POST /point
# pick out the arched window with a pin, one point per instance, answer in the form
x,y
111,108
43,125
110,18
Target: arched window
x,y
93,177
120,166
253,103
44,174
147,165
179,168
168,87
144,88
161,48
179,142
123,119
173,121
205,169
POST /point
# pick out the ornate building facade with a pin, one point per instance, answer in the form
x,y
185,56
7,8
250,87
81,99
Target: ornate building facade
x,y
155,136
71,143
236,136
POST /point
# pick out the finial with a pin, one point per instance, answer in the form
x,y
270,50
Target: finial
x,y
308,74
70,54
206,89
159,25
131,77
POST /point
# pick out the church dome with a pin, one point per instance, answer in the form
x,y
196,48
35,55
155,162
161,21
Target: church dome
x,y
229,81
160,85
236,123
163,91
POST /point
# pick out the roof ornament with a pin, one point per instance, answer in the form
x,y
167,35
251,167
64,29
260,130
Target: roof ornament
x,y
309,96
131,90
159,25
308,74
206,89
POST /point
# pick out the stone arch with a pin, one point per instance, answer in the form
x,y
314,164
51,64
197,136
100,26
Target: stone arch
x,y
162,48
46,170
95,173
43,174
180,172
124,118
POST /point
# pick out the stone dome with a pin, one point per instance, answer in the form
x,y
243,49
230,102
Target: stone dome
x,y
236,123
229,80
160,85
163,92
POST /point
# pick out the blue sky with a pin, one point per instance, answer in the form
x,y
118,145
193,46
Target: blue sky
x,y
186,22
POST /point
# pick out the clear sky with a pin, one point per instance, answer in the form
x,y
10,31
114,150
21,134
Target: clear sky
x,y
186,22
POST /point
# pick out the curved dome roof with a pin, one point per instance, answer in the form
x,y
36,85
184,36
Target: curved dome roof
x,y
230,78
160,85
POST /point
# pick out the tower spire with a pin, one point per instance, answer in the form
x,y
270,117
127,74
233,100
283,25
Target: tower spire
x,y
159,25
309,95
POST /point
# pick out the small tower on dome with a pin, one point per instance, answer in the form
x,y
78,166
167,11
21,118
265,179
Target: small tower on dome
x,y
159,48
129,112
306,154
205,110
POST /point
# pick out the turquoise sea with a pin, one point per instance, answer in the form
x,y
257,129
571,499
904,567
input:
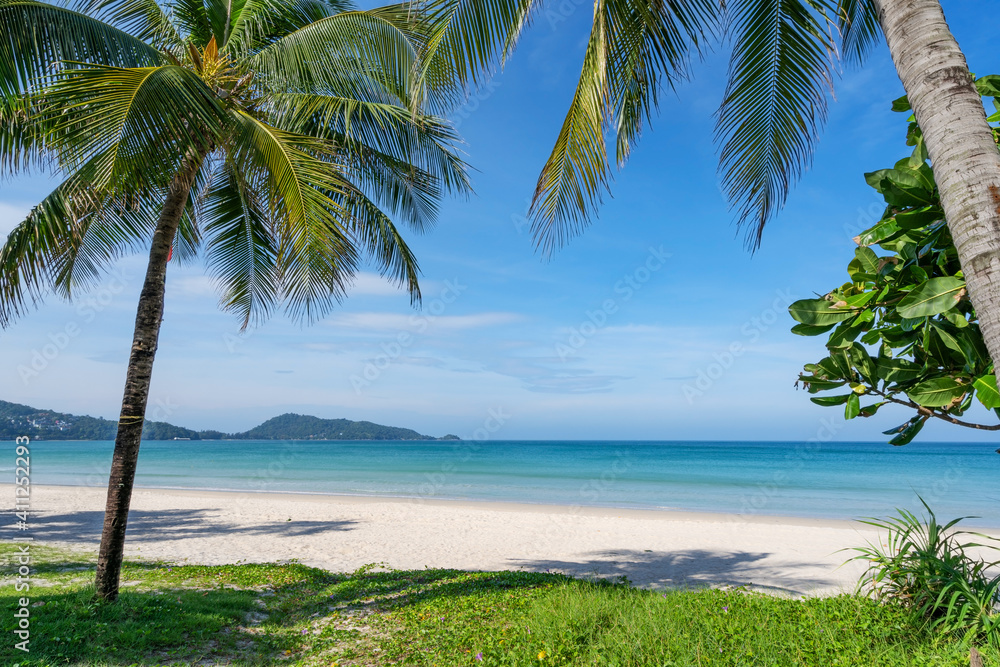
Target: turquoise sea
x,y
827,480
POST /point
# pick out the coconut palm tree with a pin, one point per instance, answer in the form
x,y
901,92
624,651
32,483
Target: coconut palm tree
x,y
783,61
276,138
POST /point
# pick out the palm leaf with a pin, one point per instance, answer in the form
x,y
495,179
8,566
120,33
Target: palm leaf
x,y
357,47
140,121
859,28
315,254
775,103
240,247
576,173
38,36
145,20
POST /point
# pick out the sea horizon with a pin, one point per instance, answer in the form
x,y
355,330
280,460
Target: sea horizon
x,y
820,480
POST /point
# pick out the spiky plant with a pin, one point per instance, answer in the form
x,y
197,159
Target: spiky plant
x,y
276,138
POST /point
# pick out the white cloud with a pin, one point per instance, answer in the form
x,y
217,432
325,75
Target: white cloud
x,y
372,284
420,321
10,217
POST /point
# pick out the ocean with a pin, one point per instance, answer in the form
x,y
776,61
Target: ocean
x,y
820,480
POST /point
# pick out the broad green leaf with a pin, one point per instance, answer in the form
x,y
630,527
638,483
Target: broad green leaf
x,y
937,392
989,85
853,407
986,390
877,234
815,385
829,401
893,371
817,312
867,259
919,217
911,430
932,297
863,362
811,329
870,410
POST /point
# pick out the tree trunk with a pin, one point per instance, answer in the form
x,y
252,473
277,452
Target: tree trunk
x,y
964,157
148,317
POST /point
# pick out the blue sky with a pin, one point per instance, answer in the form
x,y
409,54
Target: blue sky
x,y
606,340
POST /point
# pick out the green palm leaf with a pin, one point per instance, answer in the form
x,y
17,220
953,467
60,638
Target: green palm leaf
x,y
140,121
775,103
239,246
143,19
37,36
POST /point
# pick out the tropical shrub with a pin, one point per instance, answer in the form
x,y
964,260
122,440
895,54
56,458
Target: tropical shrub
x,y
902,329
927,567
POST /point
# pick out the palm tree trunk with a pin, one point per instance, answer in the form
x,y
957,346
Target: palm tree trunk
x,y
964,157
148,317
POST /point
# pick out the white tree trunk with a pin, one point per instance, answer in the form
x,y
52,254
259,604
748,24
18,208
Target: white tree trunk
x,y
965,160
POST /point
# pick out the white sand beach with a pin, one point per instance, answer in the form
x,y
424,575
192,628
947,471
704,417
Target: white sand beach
x,y
340,533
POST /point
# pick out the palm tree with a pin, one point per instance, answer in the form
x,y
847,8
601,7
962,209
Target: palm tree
x,y
783,61
275,137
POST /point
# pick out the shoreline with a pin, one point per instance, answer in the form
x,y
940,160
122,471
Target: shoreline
x,y
652,549
646,513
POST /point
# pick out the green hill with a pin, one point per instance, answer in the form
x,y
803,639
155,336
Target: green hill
x,y
20,420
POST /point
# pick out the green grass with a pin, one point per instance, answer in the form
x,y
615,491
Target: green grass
x,y
289,614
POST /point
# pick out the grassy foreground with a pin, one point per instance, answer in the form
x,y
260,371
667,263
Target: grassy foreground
x,y
290,614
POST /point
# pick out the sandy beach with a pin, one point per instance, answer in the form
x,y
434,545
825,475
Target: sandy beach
x,y
652,548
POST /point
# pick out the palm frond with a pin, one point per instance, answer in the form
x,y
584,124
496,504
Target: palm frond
x,y
240,247
576,173
358,47
649,44
467,40
192,19
859,28
315,255
143,19
261,22
140,121
68,240
37,37
775,103
403,161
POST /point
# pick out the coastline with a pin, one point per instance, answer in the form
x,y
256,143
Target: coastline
x,y
652,548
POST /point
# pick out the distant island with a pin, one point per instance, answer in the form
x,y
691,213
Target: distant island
x,y
20,420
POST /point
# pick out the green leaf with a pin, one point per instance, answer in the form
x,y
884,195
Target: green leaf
x,y
878,233
817,312
932,297
863,362
919,217
811,329
868,260
853,407
937,392
986,390
989,85
901,187
870,410
829,401
910,431
815,385
898,370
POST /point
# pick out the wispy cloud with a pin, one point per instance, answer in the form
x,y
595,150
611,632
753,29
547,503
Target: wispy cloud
x,y
420,321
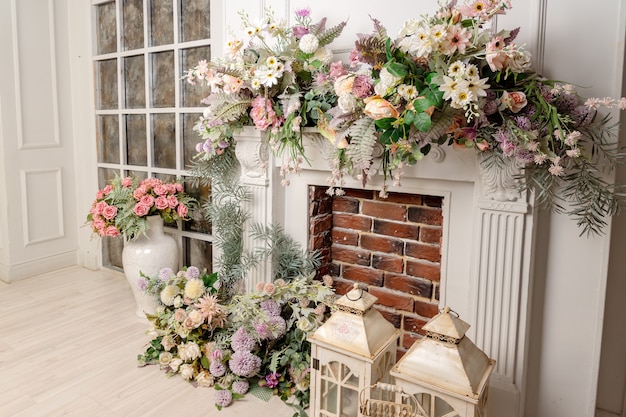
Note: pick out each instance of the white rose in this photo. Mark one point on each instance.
(324, 55)
(189, 351)
(178, 301)
(168, 342)
(194, 288)
(175, 364)
(186, 371)
(168, 294)
(205, 379)
(309, 43)
(347, 103)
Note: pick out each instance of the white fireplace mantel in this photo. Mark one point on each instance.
(486, 249)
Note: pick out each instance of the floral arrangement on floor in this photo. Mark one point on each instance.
(123, 206)
(445, 79)
(255, 342)
(265, 79)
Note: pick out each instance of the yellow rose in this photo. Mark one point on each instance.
(379, 108)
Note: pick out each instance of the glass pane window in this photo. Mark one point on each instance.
(142, 48)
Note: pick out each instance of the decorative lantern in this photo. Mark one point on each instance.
(446, 372)
(352, 351)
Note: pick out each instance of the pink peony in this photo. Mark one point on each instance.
(161, 202)
(141, 209)
(182, 210)
(109, 212)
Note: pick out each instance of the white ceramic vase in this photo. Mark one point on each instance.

**GOAL:**
Leave out the pictures and repeat everything else in the records exactly.

**SOLUTION TO THIS PROBLEM:**
POST /point
# pick out the arched window with a pin, one point per instance, answer in the form
x,y
111,108
43,125
110,18
Target: arched window
x,y
93,177
120,166
253,103
44,174
147,165
179,168
168,87
144,88
161,48
179,142
123,119
173,121
205,169
POST /point
# pick out the ornate building facade with a pin, one point per instance, answer in the form
x,y
185,56
7,8
250,87
81,99
Target: ornate building facade
x,y
155,136
71,143
236,136
POST /point
# pick out the finial with a pin, one point per instance, answer in the form
x,y
270,50
Target: finial
x,y
308,74
70,54
206,89
159,25
131,77
POST /point
# pick out the church dome with a pin, one point per instance, answer in the form
x,y
196,48
35,55
155,162
161,21
Target: church dome
x,y
229,81
160,85
236,123
163,91
POST /point
# pick out the roof ornament with a pin, one point per instance, answer in the form
x,y
167,35
251,167
64,29
260,130
Target: roof ornament
x,y
309,96
131,90
159,25
308,74
206,89
POST /point
# pick out the stone arch with a pin, one point per instance, answer in the form
x,y
314,164
51,64
197,136
100,26
Target: stone arch
x,y
162,48
46,170
95,173
43,174
180,172
124,118
POST /point
# pick out the stone dome with a pin, one point per instance, answer in the form
x,y
243,49
230,102
Target: stone dome
x,y
236,123
229,80
160,85
163,92
POST /point
# pick out the blue sky with a pin, one point per instance, answer in the form
x,y
118,145
193,46
Target: blue sky
x,y
186,22
POST /point
# pick out the clear sky with a pin, one point per instance, answer in the form
x,y
10,31
114,150
21,134
Target: clear sky
x,y
186,22
POST /point
# pick out the curved dome roof with a pin, one point per instance, answer in the form
x,y
36,85
184,36
Target: curved dome roof
x,y
230,78
160,85
POST /point
# pick out the tower spire with a pin, one point per instance, answer in the form
x,y
270,117
127,74
233,100
283,25
Target: tower spire
x,y
159,25
309,95
POST /point
# pick out the small tower on dome with a pin, one point per instance, answer in the form
x,y
78,166
167,11
21,118
265,179
Target: small tower on dome
x,y
159,48
129,112
306,154
205,110
POST /point
# pick out the turquoise sea with a pin, one point per instance, answer in the form
x,y
257,129
571,499
904,567
input:
Target: turquoise sea
x,y
827,480
POST /point
# pick out the coconut palm tree with a pin, one point per instance, answer in the form
x,y
901,92
624,651
32,483
Target: coconut palm tree
x,y
783,61
276,138
POST /point
# pick out the palm leaf with a pin, one point per instance, answer in the form
x,y
495,179
8,566
120,33
Target: palm leaf
x,y
357,47
140,121
859,28
315,254
775,103
240,247
576,173
38,36
145,20
POST /point
# pick out the sea horizon with a pin, one point per instance, answer in the form
x,y
355,330
280,460
Target: sea horizon
x,y
820,480
POST /point
# pick out the spiky plant with a pin, one point per instance, answer in the form
x,y
197,159
Target: spiky plant
x,y
276,138
POST /point
# pick out the white cloud with a pin, one point per instance, answer in the form
x,y
217,432
325,75
Target: white cloud
x,y
372,284
420,321
10,217
POST /point
# pick out the ocean with a pin, one point per instance, answer in the form
x,y
776,61
Target: ocean
x,y
820,480
POST /point
# pick out the broad green leaf with a pin, one point per instance, answer in the form
x,y
630,527
638,483
Target: broad green leaf
x,y
937,392
989,85
853,407
986,390
877,234
815,385
829,401
893,371
817,312
867,259
919,217
911,430
932,297
863,362
811,329
870,410
POST /point
# pick out the tree trunk with a pin, one point per instance, answer in the form
x,y
252,473
277,452
Target: tree trunk
x,y
964,157
148,317
POST /point
# pick out the blue sky with a pin, one point per instance, answer in the form
x,y
409,54
Target: blue sky
x,y
606,340
POST /point
# pick out the green palm leaf with a pin, one point per instance, answer in the form
x,y
17,220
953,467
60,638
Target: green palm leaf
x,y
140,121
775,103
239,246
143,19
37,36
POST /point
# pick out the tropical shrub with a pin, one point per instance, answer in the form
x,y
964,260
122,440
895,54
56,458
Target: tropical shrub
x,y
902,329
927,567
POST /point
# pick out the palm tree trunk with a pin, one point per instance, answer in the form
x,y
957,346
Target: palm tree trunk
x,y
964,157
148,317
POST /point
# pick out the white tree trunk with a pin, one point per instance, answer in the form
x,y
52,254
259,604
748,24
18,208
Target: white tree trunk
x,y
965,160
POST /point
# pick out the white sand beach with a pin, one point per instance, answer in the form
x,y
424,575
192,628
947,471
704,417
Target: white sand beach
x,y
340,533
POST /point
# pick out the palm tree with a pin, one point per instance, answer in the form
x,y
847,8
601,7
962,209
Target: palm tree
x,y
783,61
275,137
POST /point
# pick out the shoreline with a pin, one point per instance, answer in the form
x,y
940,160
122,471
Target: shoreline
x,y
652,549
646,513
POST /point
# pick out the green hill with a pin, one point per instance, answer in the form
x,y
803,639
155,336
Target: green hill
x,y
20,420
POST /point
# pick out the green grass with a pin, one point per instance, answer in the form
x,y
615,491
Target: green grass
x,y
289,614
POST /point
# pick out the grassy foreground with a pin, one point per instance, answer in the form
x,y
260,371
667,263
Target: grassy foreground
x,y
290,614
POST /point
# pick out the sandy beach with a pin, one point per instance, answer in the form
x,y
434,545
825,475
Target: sandy beach
x,y
652,548
POST /point
# pick out the palm frond with a pin, one point per instance, answer in the form
x,y
584,124
496,504
Target: palm frond
x,y
240,247
576,173
358,47
649,44
467,40
192,19
859,28
315,255
143,19
261,22
140,121
68,240
37,37
775,103
403,161
POST /point
# pick out the coastline with a pin, one point per instance, answer in the form
x,y
256,143
Target: coastline
x,y
652,548
POST /point
# pick out the distant island with a pin, one point per instance, answer in the form
x,y
691,213
Target: distant island
x,y
20,420
POST /point
# pick out the green leaf with a pin, one point per instance, answer in the form
x,y
884,195
Target: green leaf
x,y
878,233
817,312
932,297
863,362
919,217
811,329
868,260
853,407
937,392
986,390
989,85
901,187
870,410
829,401
910,431
815,385
898,370
POST /point
# pick out the wispy cloud with a pin, one point per instance, answer in the form
x,y
595,150
611,632
753,29
547,503
Target: wispy cloud
x,y
420,321
Note: pick out each instance of the white rose in this photo. Mark one point on each instance.
(324, 55)
(189, 351)
(178, 301)
(168, 342)
(194, 288)
(175, 364)
(186, 371)
(168, 294)
(205, 379)
(309, 43)
(347, 103)
Note: pick out each instance of the white fireplace mantel in this photo. Mark one point on each instance.
(486, 249)
Note: pick out each instance of the floral arrangement on floor in this photo. Mark one point on each instance.
(123, 206)
(445, 79)
(255, 342)
(265, 79)
Note: pick out each instance of the yellow rose in this photo. Mark one point on each instance.
(379, 108)
Note: pick out each instance of the glass pane window in this photo. Mark one point on each instance.
(142, 48)
Note: pick out each instance of the decorative lantern in this photo. Mark one point on each instance.
(446, 372)
(352, 351)
Note: pick out each instance of the pink peony in this photo. Mark one point on each instance.
(161, 202)
(141, 209)
(182, 210)
(109, 212)
Note: pick out each instance of the white ceramic vase in this photo. Mark one point on each instance.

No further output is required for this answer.